* REQUIREMENT 1:
Rewrite the stretch of the passage on Scotland's saints that opens with "Just down the" and closes with "of North Berwick.", using "priory" wherever "monastery" appears.
* REQUIREMENT 2:
According to the passage on Scotland's saints, in how many Scottish place names are saints believed to be commemorated?
* REQUIREMENT 3:
Carry the passage on Scotland's saints onward from its final sentence.

Following in the Footsteps of Scotland’s Saints

You don’t have to go far before you encounter a saint in Scotland. Indeed, it is believed that some 750 saints are commemorated in 13,000 place names in Scotland.

I live in the Scottish coastal town of North Berwick which has many saintly connections. For hundreds of years, thousands of pilgrims took a ferry across the Firth of Forth to reach Fife where they would then walk to St Andrews where the bones of one of Christ’s disciples lay in a magnificent cathedral. Before travelling they could worship in St Andrews church by the harbour but as you will find out later in this book it came to a dramatic end in a storm linked to the notorious activities of witches.

Just down the road from me is St Baldred’s church, which is named after a monk who established a monastery in nearby Tyninghame. St Baldred who, like many saints, much preferred to be a hermit, is said to have died on Bass Rock, a former volcanic rock a mile off the coast of North Berwick.

Bass Rock. Image by Alasdair Nothrop

Another large hill formed from volcanic activity nearby is Traprain Law which is associated St Mungo. His grandfather King Loth ruled from a large settlement on Traprain Law and is said to have tried to have killed Mungo’s mother by pushing her off one of its steep sides when he found out she was pregnant.  She survived and gave birth to one of the patron saint of Glasgow.

The neighbouring town of Dunbar is one of the locations said to be the birthplace of one of Britain’s most important saints, Cuthbert, who for 500 years, was a major figure in the English church and his tomb at Durham Cathedral can still be visited.


So, what is a saint and why should you be interested in following in their footsteps?

The first official ‘saint’ – St Ulrig of Augsburg – was canonised in 993 just 20 years after his death by the Roman Catholic church and it is then Pope John XV but the term had been used long before that. Christ’s disciples, Peter, James and Andrew, were among the first saints and they were all said to have met violent ends. They were called saints because they had given up their own lives for their faiths.

* DATA SUPPLIED:

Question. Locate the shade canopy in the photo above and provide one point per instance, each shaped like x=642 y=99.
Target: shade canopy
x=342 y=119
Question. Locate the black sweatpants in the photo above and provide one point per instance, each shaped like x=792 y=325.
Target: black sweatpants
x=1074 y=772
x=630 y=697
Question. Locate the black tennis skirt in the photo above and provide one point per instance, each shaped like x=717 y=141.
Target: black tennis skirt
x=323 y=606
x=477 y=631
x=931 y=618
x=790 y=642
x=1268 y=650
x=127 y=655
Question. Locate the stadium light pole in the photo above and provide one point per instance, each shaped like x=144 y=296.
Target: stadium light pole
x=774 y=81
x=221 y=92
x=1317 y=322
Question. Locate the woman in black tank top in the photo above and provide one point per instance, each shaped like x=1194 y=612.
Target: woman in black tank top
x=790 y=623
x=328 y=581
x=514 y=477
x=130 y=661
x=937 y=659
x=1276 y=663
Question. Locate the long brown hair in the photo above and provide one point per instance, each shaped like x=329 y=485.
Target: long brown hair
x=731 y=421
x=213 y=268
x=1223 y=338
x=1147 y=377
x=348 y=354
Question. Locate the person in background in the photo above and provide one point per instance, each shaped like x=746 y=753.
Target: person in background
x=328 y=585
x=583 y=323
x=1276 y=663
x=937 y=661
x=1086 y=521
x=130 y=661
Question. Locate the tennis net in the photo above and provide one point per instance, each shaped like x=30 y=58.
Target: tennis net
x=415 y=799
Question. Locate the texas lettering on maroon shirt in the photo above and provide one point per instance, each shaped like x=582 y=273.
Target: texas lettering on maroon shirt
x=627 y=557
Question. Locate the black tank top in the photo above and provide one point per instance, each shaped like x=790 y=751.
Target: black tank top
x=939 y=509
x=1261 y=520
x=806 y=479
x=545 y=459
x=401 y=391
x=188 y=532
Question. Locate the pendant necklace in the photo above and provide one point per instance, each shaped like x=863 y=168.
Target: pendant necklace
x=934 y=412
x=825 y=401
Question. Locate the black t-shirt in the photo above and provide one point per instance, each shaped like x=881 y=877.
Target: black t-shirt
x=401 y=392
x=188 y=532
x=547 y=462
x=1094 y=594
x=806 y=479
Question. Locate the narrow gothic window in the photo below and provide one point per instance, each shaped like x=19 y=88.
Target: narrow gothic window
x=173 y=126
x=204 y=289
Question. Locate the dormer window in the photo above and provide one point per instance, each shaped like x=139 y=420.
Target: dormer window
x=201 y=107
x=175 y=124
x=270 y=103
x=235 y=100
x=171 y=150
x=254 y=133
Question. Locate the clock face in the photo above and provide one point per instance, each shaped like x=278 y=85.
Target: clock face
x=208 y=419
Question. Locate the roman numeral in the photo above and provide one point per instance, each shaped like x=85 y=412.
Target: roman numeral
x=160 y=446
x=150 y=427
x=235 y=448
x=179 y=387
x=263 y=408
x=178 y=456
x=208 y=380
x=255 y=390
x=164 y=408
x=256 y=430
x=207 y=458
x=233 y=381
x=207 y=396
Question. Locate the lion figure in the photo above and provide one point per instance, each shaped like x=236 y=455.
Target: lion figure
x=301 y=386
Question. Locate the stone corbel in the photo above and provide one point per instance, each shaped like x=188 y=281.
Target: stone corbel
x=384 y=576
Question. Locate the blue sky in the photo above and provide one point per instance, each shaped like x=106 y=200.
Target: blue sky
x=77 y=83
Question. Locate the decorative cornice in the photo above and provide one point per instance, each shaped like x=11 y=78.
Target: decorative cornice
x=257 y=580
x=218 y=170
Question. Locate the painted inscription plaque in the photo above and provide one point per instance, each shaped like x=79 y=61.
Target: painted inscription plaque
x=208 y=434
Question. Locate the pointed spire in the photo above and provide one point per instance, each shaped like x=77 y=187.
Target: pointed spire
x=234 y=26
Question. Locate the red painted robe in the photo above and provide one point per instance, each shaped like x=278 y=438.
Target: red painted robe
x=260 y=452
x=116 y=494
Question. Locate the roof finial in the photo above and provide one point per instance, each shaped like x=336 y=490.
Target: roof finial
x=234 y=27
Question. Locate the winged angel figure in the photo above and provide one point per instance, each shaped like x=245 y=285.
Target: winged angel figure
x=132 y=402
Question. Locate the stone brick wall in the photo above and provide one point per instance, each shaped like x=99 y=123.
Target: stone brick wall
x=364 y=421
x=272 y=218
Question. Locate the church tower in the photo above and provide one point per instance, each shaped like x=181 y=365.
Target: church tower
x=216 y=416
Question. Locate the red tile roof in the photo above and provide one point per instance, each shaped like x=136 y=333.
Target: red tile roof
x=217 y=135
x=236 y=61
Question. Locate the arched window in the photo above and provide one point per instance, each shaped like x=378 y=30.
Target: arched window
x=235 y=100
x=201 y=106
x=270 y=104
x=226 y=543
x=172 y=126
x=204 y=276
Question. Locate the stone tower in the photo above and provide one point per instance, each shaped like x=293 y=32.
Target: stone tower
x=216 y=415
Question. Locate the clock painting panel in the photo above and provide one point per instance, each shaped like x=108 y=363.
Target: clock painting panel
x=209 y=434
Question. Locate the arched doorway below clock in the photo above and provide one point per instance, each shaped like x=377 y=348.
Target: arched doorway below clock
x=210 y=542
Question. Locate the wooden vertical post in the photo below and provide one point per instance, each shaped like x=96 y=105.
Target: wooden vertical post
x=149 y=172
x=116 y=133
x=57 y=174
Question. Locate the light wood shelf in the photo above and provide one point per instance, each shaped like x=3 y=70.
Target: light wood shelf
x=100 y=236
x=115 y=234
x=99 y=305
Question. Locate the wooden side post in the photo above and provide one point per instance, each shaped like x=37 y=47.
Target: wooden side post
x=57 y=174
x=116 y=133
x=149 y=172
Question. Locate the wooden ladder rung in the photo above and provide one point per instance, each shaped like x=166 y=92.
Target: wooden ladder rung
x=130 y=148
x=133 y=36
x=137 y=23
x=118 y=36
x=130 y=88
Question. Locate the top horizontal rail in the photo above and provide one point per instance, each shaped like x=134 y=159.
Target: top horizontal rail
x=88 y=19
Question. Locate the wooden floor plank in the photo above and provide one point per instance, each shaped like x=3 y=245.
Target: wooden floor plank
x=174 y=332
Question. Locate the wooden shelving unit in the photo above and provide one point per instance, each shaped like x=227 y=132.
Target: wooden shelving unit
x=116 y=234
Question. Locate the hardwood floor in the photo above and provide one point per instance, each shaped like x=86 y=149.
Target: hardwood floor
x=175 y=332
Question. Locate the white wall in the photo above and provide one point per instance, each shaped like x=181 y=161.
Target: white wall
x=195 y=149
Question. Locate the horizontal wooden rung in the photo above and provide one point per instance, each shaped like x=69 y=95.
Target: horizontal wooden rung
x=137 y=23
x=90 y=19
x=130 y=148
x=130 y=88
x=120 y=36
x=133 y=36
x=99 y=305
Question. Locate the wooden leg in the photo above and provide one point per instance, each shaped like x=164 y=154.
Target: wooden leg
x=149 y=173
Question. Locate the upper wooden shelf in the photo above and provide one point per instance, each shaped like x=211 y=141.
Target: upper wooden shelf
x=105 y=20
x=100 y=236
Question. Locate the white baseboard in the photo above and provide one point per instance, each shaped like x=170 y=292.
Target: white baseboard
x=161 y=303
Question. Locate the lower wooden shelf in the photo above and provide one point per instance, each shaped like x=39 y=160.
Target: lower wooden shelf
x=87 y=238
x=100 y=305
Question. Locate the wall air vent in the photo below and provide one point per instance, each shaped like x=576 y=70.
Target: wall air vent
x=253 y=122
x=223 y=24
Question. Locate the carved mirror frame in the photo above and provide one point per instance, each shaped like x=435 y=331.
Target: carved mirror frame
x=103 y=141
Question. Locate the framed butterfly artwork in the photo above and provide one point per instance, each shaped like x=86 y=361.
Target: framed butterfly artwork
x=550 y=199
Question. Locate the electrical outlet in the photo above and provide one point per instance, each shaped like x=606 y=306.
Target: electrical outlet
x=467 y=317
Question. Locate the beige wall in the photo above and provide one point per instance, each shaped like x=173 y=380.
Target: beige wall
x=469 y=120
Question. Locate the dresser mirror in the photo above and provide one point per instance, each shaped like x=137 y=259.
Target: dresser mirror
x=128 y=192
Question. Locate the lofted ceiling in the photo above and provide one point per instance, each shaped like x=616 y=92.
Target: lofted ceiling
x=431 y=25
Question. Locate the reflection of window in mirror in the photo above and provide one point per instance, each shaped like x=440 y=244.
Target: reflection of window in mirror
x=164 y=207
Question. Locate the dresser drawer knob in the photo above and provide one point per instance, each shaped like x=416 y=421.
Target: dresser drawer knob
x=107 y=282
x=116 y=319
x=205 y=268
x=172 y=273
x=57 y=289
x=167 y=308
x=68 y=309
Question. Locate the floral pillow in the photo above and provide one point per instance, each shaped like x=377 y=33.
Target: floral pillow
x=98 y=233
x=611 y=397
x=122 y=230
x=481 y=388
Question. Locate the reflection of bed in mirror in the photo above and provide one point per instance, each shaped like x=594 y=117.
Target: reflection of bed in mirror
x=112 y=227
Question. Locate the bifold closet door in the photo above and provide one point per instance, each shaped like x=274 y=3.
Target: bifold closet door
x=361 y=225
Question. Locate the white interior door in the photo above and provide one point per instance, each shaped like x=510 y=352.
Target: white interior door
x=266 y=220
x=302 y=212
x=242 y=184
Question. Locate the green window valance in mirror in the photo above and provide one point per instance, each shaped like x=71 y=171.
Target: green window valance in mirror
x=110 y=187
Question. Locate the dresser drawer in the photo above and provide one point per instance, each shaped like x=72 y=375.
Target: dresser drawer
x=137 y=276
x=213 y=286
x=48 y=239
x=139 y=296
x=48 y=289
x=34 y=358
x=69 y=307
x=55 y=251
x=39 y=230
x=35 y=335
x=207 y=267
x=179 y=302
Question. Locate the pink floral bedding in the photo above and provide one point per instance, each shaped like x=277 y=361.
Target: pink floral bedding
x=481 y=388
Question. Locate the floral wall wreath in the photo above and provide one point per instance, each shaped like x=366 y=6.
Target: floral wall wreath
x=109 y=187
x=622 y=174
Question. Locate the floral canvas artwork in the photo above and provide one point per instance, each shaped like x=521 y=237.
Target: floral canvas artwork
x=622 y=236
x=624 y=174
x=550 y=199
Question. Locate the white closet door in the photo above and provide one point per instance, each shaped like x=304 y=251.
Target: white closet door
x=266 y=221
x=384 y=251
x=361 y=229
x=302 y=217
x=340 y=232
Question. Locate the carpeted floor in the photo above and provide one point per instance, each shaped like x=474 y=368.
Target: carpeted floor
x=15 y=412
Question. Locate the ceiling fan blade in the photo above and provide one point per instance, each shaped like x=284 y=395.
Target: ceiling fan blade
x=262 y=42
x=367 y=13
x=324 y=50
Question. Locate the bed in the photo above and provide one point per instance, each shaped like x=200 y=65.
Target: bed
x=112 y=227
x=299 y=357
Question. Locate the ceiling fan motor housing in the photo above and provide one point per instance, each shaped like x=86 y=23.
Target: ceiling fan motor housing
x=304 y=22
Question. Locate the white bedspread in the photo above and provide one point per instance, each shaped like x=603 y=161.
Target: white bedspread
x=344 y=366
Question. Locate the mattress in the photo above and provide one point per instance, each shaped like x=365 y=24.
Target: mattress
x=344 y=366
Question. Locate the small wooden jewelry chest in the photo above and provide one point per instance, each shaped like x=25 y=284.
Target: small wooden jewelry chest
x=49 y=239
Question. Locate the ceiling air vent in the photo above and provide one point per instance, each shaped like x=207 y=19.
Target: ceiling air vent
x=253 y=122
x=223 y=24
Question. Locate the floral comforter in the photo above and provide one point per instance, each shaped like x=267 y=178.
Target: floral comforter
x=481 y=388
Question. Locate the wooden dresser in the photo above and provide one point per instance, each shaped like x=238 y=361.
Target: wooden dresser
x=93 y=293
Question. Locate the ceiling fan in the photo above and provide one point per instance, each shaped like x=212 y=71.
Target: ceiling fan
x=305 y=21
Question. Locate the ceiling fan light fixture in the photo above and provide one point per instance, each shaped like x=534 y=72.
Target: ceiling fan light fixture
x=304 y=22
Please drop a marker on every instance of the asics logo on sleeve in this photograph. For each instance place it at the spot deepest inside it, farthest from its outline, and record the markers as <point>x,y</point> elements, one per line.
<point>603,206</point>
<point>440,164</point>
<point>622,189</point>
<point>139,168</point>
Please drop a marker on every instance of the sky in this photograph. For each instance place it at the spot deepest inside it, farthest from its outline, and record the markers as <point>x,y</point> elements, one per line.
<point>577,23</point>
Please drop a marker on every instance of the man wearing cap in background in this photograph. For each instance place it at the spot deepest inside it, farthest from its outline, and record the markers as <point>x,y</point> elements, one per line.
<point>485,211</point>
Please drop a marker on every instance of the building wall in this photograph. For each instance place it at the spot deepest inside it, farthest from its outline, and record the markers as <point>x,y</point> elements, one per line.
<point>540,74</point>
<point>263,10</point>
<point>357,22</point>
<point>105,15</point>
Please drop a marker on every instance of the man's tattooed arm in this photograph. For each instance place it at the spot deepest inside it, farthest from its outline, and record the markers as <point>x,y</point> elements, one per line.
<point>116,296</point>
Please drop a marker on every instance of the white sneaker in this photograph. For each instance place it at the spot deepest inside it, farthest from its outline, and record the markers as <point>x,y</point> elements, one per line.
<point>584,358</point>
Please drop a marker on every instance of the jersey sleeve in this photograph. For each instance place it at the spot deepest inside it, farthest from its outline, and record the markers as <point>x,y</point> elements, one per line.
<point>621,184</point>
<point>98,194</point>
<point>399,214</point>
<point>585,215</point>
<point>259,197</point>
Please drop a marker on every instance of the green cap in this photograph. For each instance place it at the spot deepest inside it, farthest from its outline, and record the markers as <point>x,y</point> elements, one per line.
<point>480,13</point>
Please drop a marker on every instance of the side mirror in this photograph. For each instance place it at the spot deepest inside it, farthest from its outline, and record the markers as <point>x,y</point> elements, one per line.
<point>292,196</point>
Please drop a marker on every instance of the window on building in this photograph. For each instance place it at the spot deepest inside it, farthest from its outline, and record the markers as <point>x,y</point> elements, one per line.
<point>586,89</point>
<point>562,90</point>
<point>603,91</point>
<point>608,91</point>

* EXERCISE ANSWER 1:
Just down the road from me is St Baldred’s church, which is named after a monk who established a priory in nearby Tyninghame. St Baldred who, like many saints, much preferred to be a hermit, is said to have died on Bass Rock, a former volcanic rock a mile off the coast of North Berwick.

* EXERCISE ANSWER 2:
13,000

* EXERCISE ANSWER 3:
Perhaps, above all, saints spread Christianity across the world.

In the case of Scotland, it is argued by some that Scottish saints brought Christianity to northern England and to Ireland as well as their home country. St Ninian is said to have first introduced Christianity in the fifth century. Intriguingly St Patrick, who converted the Irish to Christianity, is said by some sources to have been born in Kirkpatrick near Glasgow – the son of a Roman official.

Iona from its highest point. Image by Alasdair Northrop

The following century St Columba came from what is now Northern Ireland to convert the pagan Scots to the growing faith. St Columba founded a monastery on the island of Iona off the west coast of Scotland which became a breeding ground for more saints such as Aidan who established Christianity in Northumberland in north east England centred on Lindisfarne.

Lisdisfarne Abbey. Iona from its highest point. Image by Alasdair Northrop

Saints were also associated with miracles and today the catholic church still creates saints under the proviso the person to be canonised has met that criteria. One of the most recent saints associated with Scotland is Mary McKillop, whose parents Alexander MacKillop and Flora MacDonald emigrated to Australia where she was born. Mary became a nun and established schools right across Australia during the 19th century and was canonised in 2012 becoming the country’s first saint.

Another is the Jesuit St John Ogilvie who was brutally executed in Glasgow in 1615 after celebrating Mass clandestinely in private homes after it became illegal to do so. He was canonised in 1976.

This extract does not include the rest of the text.